AIM:
Copy the items below word for word, leaving out the pictures.

DATA PROVIDED:
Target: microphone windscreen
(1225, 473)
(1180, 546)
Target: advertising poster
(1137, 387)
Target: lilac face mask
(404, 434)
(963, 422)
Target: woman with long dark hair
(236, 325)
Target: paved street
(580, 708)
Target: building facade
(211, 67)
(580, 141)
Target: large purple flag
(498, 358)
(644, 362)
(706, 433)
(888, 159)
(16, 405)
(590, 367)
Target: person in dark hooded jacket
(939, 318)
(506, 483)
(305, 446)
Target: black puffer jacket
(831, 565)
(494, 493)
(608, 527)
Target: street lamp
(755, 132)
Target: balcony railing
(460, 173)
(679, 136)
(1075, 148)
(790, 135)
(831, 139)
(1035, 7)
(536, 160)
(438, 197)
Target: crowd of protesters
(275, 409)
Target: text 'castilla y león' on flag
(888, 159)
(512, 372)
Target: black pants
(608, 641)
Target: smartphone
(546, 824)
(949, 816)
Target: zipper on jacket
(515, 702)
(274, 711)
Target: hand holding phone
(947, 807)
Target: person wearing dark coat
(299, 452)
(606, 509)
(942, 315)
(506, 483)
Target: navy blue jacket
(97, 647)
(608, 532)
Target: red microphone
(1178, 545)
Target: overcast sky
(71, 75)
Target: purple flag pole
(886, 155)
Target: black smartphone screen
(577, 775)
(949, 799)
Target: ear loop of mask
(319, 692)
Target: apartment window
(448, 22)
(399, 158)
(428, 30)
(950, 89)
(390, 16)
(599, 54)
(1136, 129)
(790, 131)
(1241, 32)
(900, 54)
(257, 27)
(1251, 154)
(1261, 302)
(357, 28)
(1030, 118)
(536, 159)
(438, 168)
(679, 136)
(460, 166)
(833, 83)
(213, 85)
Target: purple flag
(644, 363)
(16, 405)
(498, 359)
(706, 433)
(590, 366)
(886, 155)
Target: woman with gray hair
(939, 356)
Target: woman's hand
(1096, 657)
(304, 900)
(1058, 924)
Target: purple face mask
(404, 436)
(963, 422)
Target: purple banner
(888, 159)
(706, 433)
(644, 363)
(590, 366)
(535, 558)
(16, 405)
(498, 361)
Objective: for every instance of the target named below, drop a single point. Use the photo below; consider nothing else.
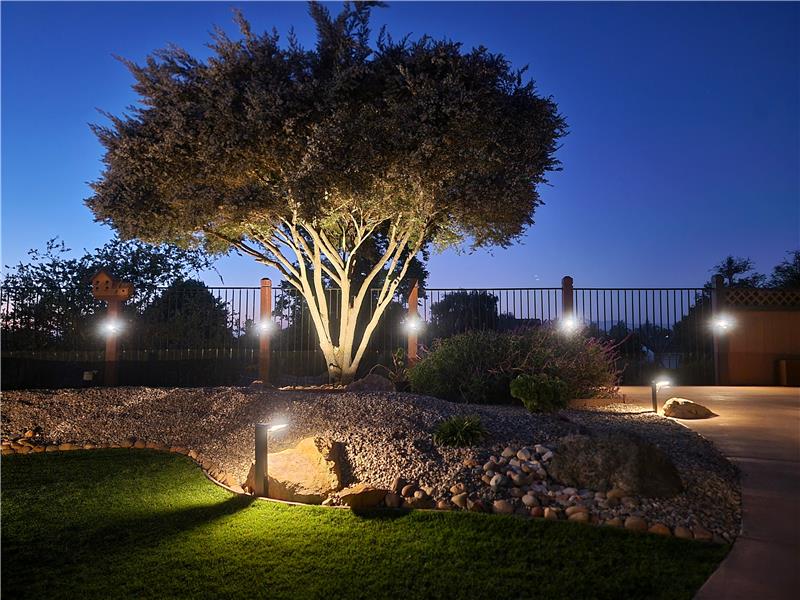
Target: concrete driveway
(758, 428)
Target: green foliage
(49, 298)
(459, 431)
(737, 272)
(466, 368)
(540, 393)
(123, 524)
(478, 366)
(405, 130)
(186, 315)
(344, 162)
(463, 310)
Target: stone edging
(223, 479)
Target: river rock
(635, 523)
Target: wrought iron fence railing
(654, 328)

OUTPUT OF THE EXERCISE:
Target: microphone windscreen
(1225, 473)
(1180, 546)
Target: advertising poster
(1137, 387)
Target: lilac face mask
(404, 434)
(963, 422)
Target: woman with long dark hair
(236, 325)
Target: paved street
(580, 708)
Target: building facade
(211, 67)
(580, 141)
Target: large purple flag
(498, 358)
(644, 362)
(706, 433)
(888, 159)
(16, 405)
(590, 367)
Target: person in dark hooded jacket
(939, 318)
(506, 483)
(305, 446)
Target: black puffer jacket
(831, 565)
(494, 493)
(608, 527)
Target: street lamp
(755, 132)
Target: balcony railing
(460, 173)
(679, 136)
(1075, 148)
(790, 135)
(831, 139)
(1035, 7)
(536, 160)
(438, 197)
Target: crowd of protesters
(275, 409)
Target: text 'castilla y león' on flag
(888, 159)
(512, 372)
Target: black pants
(608, 641)
Target: smartphone
(546, 824)
(949, 816)
Target: zipper on jacket
(515, 702)
(274, 711)
Target: hand holding phone
(947, 807)
Target: person wearing dark coat
(299, 452)
(606, 509)
(942, 315)
(506, 483)
Target: navy blue jacket
(97, 647)
(608, 532)
Target: red microphone
(1178, 545)
Target: overcast sky
(71, 75)
Target: purple flag pole
(886, 155)
Target: black smartphone screen
(577, 775)
(949, 799)
Target: ear loop of mask
(319, 692)
Target: apartment window
(448, 22)
(399, 158)
(428, 30)
(950, 89)
(390, 16)
(599, 54)
(1136, 129)
(790, 131)
(1241, 32)
(900, 54)
(257, 27)
(1251, 154)
(1261, 302)
(357, 28)
(1030, 118)
(536, 159)
(438, 168)
(679, 136)
(460, 166)
(833, 83)
(213, 85)
Target: purple flag
(644, 363)
(16, 405)
(498, 359)
(706, 433)
(590, 366)
(886, 155)
Target: woman with gray hair
(939, 356)
Target: woman's hand
(1096, 657)
(304, 900)
(1058, 924)
Target: purple face mask
(404, 436)
(963, 422)
Target: purple banner
(888, 159)
(706, 433)
(644, 363)
(590, 366)
(535, 558)
(16, 405)
(498, 361)
Objective: for every instance of the target named below, drop a single point. Use the photo below; consider nothing else.
Target: concrete driveway
(758, 428)
Target: green foliage
(49, 298)
(459, 431)
(737, 272)
(466, 368)
(540, 393)
(123, 524)
(478, 366)
(405, 130)
(186, 315)
(344, 162)
(463, 310)
Target: stone edging
(223, 479)
Target: river rock
(635, 523)
Target: wrought iron fence railing
(654, 328)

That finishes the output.